[INPUT DATA — start]

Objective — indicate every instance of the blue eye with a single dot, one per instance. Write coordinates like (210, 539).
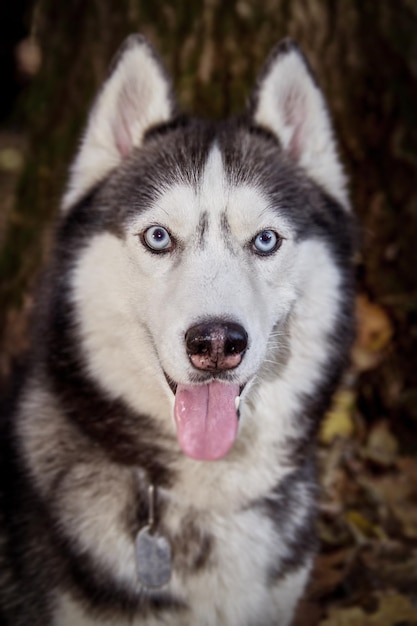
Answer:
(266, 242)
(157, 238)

[INPUT DATA — finish]
[INPUT DATA — start]

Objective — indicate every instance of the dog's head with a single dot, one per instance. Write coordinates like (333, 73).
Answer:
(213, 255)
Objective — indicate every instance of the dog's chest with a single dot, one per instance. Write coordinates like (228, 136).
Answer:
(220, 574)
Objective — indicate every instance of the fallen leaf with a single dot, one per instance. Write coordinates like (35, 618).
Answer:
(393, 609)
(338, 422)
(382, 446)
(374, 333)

[INPUT DATA — finish]
[INPUT DATA — start]

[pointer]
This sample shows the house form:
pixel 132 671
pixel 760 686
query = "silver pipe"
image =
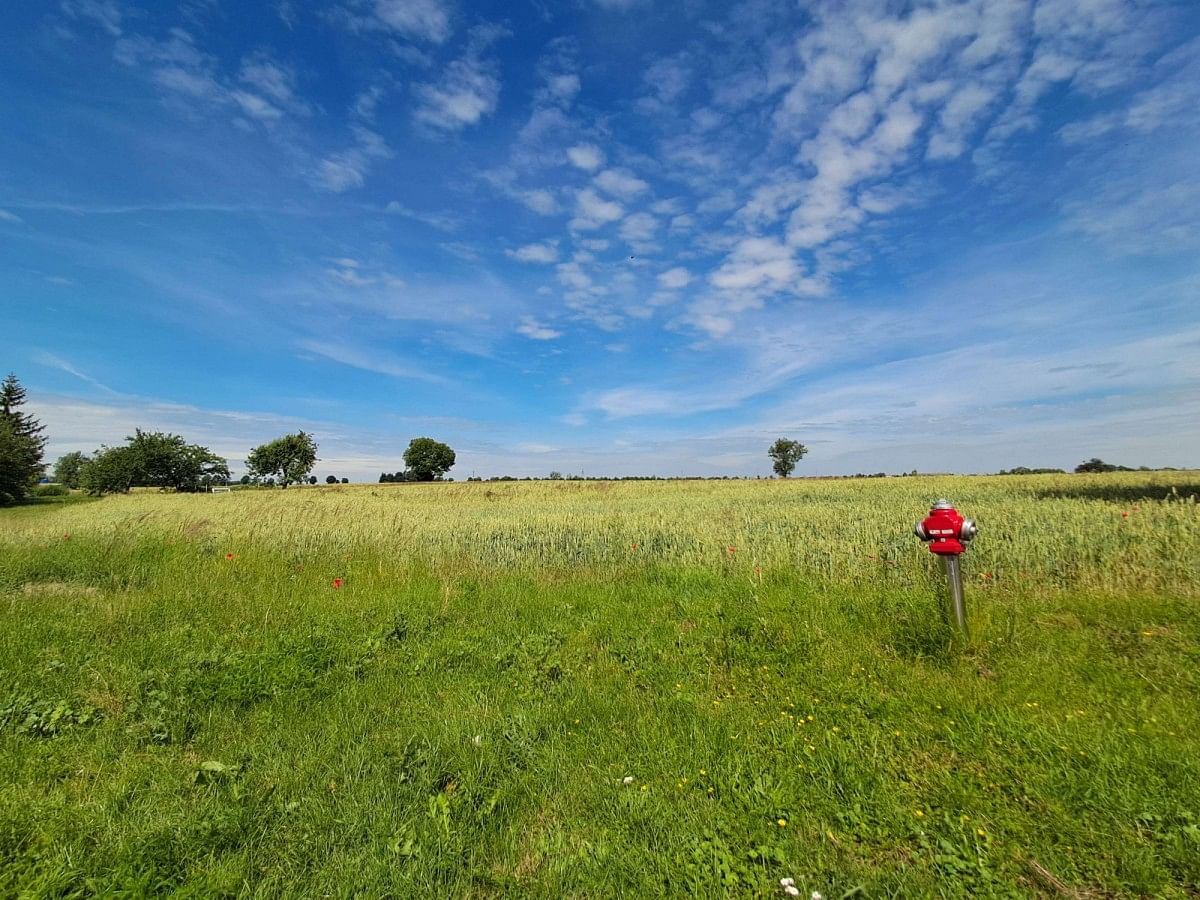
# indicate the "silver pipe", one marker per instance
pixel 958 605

[INPUT DATA — finish]

* **WHAT TO DO**: Check each line above for the word "coordinates". Then state how many lines contain it, and nothing more.

* **RESPONSE**: 4